Data extract:
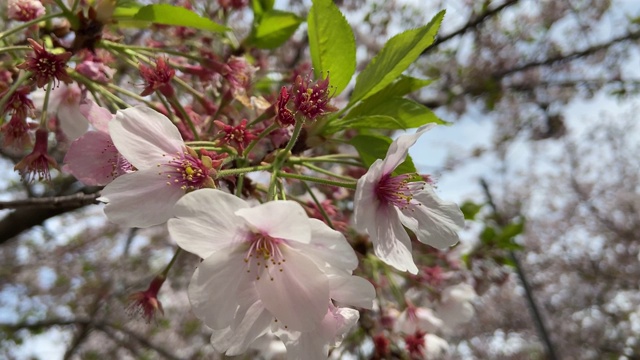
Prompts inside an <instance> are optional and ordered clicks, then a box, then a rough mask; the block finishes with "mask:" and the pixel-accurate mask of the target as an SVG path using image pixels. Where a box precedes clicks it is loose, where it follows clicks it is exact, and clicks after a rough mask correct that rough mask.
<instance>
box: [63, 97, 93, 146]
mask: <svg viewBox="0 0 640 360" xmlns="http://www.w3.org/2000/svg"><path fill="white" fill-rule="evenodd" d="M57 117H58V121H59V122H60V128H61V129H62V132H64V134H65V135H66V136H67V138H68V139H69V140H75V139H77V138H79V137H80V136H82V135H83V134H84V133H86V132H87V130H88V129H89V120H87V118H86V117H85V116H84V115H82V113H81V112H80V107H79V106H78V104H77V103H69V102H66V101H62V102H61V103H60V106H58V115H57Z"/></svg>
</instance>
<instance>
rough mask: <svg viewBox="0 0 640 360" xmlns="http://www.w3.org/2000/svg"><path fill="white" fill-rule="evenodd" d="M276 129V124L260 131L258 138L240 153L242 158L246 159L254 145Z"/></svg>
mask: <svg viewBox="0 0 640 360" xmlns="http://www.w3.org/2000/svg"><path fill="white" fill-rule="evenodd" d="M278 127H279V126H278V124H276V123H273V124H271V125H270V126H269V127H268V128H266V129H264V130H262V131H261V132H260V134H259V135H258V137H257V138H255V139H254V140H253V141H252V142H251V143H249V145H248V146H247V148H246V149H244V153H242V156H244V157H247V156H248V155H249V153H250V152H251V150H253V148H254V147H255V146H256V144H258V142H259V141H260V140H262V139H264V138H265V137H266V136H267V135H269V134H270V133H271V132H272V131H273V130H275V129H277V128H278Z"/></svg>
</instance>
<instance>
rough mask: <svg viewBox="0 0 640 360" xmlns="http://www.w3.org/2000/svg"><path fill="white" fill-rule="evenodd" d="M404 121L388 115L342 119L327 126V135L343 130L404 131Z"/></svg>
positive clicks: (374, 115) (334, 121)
...
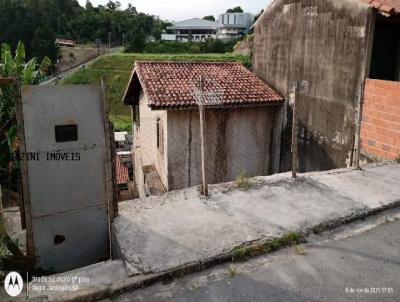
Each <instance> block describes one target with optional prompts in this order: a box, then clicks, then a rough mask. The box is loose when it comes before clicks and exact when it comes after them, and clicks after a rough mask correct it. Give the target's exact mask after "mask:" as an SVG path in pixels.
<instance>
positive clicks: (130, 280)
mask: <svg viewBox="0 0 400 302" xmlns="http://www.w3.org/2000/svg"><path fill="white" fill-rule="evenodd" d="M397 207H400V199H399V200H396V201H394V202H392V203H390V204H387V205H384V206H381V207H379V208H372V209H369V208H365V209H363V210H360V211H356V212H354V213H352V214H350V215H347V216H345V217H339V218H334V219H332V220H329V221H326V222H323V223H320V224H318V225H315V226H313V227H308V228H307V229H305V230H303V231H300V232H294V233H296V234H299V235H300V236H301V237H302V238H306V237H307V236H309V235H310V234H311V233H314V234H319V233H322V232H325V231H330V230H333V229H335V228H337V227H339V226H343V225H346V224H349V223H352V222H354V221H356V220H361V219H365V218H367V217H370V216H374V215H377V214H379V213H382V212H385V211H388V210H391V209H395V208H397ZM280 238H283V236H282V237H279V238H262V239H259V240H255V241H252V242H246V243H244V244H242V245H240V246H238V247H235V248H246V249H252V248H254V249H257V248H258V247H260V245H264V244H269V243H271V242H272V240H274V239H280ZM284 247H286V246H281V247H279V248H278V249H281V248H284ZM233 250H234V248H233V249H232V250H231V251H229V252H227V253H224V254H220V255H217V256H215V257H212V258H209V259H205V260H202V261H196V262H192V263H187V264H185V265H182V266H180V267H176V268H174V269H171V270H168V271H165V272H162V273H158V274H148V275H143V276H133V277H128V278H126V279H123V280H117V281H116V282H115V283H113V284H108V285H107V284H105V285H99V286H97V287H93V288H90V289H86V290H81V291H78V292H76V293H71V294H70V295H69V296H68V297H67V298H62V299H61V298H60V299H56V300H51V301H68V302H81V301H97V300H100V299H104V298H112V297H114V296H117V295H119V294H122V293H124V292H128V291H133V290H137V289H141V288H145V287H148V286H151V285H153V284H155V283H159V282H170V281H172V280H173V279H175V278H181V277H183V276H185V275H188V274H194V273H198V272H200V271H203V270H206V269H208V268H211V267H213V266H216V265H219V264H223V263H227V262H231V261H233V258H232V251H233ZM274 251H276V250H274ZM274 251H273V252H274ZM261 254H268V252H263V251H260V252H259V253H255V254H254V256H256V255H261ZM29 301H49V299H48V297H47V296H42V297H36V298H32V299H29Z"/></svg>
...
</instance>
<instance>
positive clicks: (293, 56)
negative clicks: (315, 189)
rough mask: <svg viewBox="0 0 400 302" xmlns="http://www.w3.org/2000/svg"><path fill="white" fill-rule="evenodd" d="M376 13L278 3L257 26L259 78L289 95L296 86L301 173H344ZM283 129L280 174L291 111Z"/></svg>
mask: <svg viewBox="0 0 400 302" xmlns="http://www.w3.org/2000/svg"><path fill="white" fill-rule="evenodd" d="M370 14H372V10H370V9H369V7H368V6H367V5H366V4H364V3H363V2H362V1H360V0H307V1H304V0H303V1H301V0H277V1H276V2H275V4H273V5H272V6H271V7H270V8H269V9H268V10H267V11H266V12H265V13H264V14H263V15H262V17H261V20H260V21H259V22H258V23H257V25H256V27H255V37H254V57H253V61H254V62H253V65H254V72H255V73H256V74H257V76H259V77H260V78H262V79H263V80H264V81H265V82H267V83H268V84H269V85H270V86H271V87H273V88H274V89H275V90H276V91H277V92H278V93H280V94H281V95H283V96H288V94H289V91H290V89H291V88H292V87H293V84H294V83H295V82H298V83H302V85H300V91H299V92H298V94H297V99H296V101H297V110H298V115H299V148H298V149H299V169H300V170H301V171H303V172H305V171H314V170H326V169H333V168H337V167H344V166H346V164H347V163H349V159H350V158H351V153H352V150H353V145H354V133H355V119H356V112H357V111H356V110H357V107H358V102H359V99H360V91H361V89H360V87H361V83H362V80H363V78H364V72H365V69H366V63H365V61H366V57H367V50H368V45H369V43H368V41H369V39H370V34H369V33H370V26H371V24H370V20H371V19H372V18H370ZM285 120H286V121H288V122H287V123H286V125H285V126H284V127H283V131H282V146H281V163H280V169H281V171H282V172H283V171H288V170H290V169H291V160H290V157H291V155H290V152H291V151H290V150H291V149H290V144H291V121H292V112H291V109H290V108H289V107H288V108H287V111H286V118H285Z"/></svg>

How to complete this task: Copy the lines of the items starting at the line that contains "Each <instance> block" and ending at the line that contains "positive clicks: (130, 280)", both included, and nothing else.

Solution below:
Each <instance> block describes one target with optional prompts in this order: a box, then clicks, then a rough mask. The box is loose when it comes before clicks and exact when it comes after them, and clicks after a rough mask correct it. Give the target's exact mask after "mask:" as an SVG path in pixels.
<instance>
positive clicks: (130, 280)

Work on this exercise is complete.